• [Consigne 1]
Les affirmations suivantes concordent-elles avec l’extrait ci-dessous sur Vincent Fernandel ? Répondez par oui ou par non pour chacune, en citant mot pour mot les termes de l’extrait qui tranchent.
(a) L’album compte 23 titres remastérisés.
(b) L’album réunit des titres sortis dans les années quatre-vingt.
(c) Vincent Fernandel a consacré quatre ans à la préparation de l’album.

• [Extrait cité]
* * * * * * *
Vincent Fernandel fait revivre l’œuvre musicale de son père Franck Fernandel avec "C’est toi ma dolce vita"

De ses origines méridionales, Vincent Fernandel a conservé une pointe d’accent à l’ail et une faconde bienveillante. Metteur en scène, photographe, comédien, professeur de théâtre, écrivain et conteur, le petit-fils de l’inoubliable Don Camillo est devenu producteur de musique pour ressusciter l’œuvre de son père, Franck Fernandel. Il vient de sortir C’est toi ma dolce vita (1), un album de 23 titres remastérisés qui rend enfin justice au crooner disparu en 2011.
Cet album n’est ni la réédition d’un 33-Tours, ni une compilation?
En effet. C’est un album original regroupant des titres sortis entre 1971 et 1979, jamais réédités depuis. Encouragé par Arnaud Dumont Lhotelain, p.-d.g. de Musiques & Solutions, j’ai passé quatre ans à centraliser les droits, à retrouver les masters puis à les restaurer. Le résultat est magnifique! On croirait que les chansons ont été enregistrées hier.
Pourquoi n’avoir sélectionné que des titres des années soixante-dix?
Parce que c’est l’âge d’or de la variété française. À cette époque, chaque chanson bénéficiait d’arrangements soignés, avec de véritables musiciens qui jouaient en prise directe! Il n’y avait pas de bidouillage numérique; si tu ne savais pas chanter, tu ne pouvais pas chanter. Contrairement aux enregistrements des années quatre-vingt, qui "datent" un peu, ceux de la décennie précédente ont un charme suranné qui les rend intemporels.
* * * * * * *
• [Liste des lignes]
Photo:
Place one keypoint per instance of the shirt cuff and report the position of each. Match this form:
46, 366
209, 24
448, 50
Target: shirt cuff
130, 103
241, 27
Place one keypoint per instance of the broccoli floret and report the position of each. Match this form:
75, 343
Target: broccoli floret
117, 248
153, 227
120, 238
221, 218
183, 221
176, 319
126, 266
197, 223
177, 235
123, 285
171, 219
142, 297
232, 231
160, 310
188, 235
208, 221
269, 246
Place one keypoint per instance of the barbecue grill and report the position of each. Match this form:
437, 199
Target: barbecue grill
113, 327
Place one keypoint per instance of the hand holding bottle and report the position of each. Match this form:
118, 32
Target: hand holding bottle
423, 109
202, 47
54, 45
* * * * * * *
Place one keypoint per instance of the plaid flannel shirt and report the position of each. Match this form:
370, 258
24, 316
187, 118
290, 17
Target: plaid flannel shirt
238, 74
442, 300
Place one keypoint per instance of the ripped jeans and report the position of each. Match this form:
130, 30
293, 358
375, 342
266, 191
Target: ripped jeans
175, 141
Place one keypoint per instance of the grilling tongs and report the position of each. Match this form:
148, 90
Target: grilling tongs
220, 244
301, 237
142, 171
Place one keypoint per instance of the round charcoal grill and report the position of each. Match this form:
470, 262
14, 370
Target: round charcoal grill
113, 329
* * * * * * *
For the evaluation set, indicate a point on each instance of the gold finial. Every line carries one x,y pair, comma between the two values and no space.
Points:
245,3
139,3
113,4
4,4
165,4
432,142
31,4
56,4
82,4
* * * * * * *
• [Consigne 2]
Montrez chaque ligne des blocs ci-dessus qui contient la chaîne « floret », en respectant la casse.

• [Corrigé détaillé 1]
(a) Oui : « un album de 23 titres remastérisés ».
(b) Non : « regroupant des titres sortis entre 1971 et 1979 ».
(c) Oui : « j’ai passé quatre ans à centraliser les droits, à retrouver les masters puis à les restaurer ».

• [Corrigé détaillé 2]
Place one keypoint per instance of the broccoli floret and report the position of each. Match this form:
Target: broccoli floret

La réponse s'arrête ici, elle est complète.